Write out the entries, please, from the line containing "Question. The photo above holds the watch" through their final line, exactly and with nothing else.

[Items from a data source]
— START —

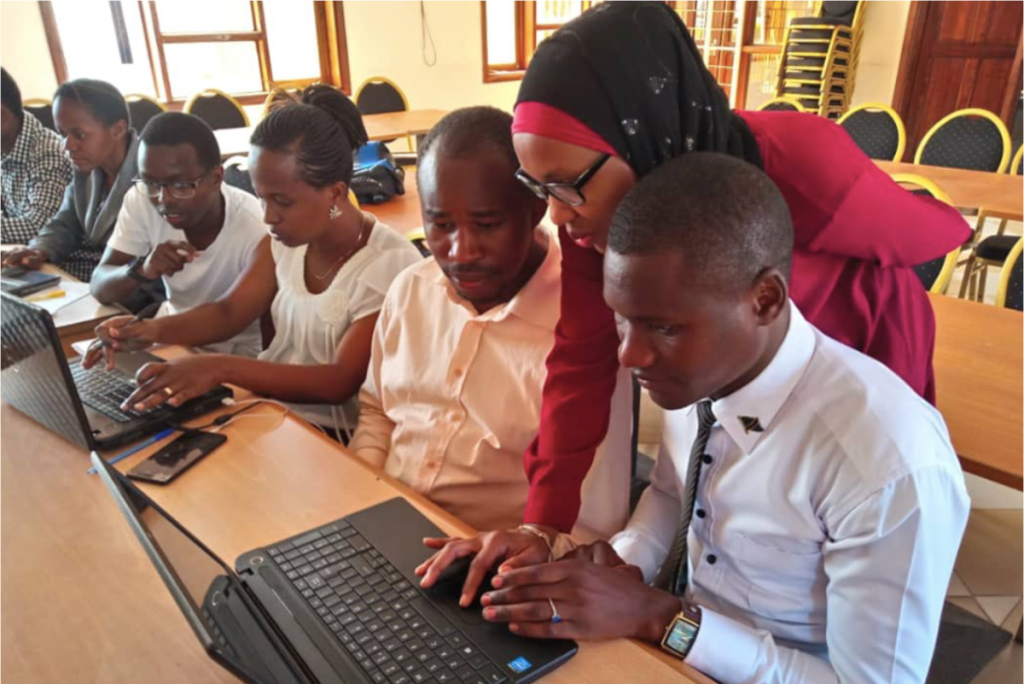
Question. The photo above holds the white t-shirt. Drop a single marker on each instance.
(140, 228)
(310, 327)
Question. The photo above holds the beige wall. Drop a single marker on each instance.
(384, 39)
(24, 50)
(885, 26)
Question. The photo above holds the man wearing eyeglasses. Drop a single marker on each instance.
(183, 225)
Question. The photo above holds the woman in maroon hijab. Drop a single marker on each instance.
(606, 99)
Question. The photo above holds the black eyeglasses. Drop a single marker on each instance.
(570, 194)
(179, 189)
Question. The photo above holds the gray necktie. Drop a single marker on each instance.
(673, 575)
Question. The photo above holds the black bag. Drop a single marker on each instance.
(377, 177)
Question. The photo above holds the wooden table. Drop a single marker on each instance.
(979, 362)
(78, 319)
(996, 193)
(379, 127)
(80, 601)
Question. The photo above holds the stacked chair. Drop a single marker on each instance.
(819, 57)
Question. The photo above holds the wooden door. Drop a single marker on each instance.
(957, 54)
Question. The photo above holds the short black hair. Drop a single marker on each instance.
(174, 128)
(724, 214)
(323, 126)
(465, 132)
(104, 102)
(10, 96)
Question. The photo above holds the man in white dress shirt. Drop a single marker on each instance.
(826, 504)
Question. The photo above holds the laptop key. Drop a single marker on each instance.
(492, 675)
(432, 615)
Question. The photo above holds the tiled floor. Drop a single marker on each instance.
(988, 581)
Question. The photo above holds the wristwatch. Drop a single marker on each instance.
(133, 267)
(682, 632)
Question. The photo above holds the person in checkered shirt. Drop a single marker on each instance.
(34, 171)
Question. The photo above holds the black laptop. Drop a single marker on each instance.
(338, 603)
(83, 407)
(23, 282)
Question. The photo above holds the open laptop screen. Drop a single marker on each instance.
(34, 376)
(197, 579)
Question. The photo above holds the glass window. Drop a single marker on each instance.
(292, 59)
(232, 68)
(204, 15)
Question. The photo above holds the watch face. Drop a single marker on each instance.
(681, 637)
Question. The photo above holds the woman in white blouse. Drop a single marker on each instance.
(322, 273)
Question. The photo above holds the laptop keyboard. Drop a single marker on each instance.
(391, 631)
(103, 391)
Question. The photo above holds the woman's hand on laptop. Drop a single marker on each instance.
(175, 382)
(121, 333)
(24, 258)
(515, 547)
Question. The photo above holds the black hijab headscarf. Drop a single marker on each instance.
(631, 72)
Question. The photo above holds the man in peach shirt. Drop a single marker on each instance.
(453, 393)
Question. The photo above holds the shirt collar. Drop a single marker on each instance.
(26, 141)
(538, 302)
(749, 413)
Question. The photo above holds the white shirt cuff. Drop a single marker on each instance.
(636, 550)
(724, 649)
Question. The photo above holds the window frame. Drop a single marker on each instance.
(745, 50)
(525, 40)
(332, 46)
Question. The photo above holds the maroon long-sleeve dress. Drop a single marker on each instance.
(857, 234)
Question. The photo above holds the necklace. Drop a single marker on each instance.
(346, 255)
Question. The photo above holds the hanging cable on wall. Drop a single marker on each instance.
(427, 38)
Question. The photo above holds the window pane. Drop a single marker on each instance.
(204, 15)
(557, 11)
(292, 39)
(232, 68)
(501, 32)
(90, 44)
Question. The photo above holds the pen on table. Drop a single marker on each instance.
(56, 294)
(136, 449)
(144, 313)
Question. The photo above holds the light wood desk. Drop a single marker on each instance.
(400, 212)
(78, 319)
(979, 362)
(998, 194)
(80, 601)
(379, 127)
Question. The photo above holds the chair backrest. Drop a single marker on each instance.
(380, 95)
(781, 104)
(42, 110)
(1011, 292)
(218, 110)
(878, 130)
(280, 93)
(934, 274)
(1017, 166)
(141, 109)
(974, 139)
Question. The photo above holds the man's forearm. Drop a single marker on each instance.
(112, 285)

— END —

- WORKED SOLUTION -
Question. The photo above holds the watch face. Drop a single marker on each instance.
(681, 637)
Question. The photo above holds the woman in white blouse. Drop a single marker on each instance.
(322, 273)
Question. The photo above holds the laptop keyboard. Drop a single marker on each instance.
(391, 631)
(103, 391)
Question. The photo above holds the woman's hand on laptop. Drop a single marker on each instance.
(175, 382)
(121, 333)
(24, 258)
(515, 547)
Question. The photo above holds the black hijab headscarf. Drop a single marker on each instance.
(631, 72)
Question. The photo above holds the man in peach shirt. Drop a single marker on each instance.
(453, 393)
Question. The photo above holds the shirt collar. Drop a single marker on each instance.
(26, 141)
(538, 302)
(749, 413)
Question. The photo above holds the white shirt cuff. Drop a single marker on each instance.
(636, 550)
(724, 649)
Question. The photo above holds the window frame. Drop a single marker on each instance.
(745, 50)
(525, 40)
(332, 46)
Question. The photo above holds the maroon long-sleeve dress. Drop a single marker on each instance.
(857, 234)
Question. The photo above holds the necklace. Drop a single marker on each instance.
(346, 255)
Question. The photo above holds the hanging cable on wall. Drop a single marker on each instance.
(427, 38)
Question. The photo above holds the window pane. Drop a single marker on each instance.
(204, 15)
(557, 11)
(292, 39)
(232, 68)
(501, 32)
(90, 44)
Question. The photo above holds the pen on table. Drop a single marker on each instance.
(56, 294)
(136, 449)
(144, 313)
Question. The photo above holds the light wood desk. Drop a single marker on each instance.
(400, 212)
(78, 319)
(979, 362)
(998, 194)
(80, 601)
(379, 127)
Question. The photo above holds the chair backrest. Drop a single marker on each instance.
(380, 95)
(781, 104)
(42, 110)
(1011, 292)
(218, 110)
(878, 130)
(280, 93)
(934, 274)
(1017, 166)
(141, 109)
(974, 139)
Question. The photo above holds the man's forearm. Drop a single marker on each instance.
(112, 285)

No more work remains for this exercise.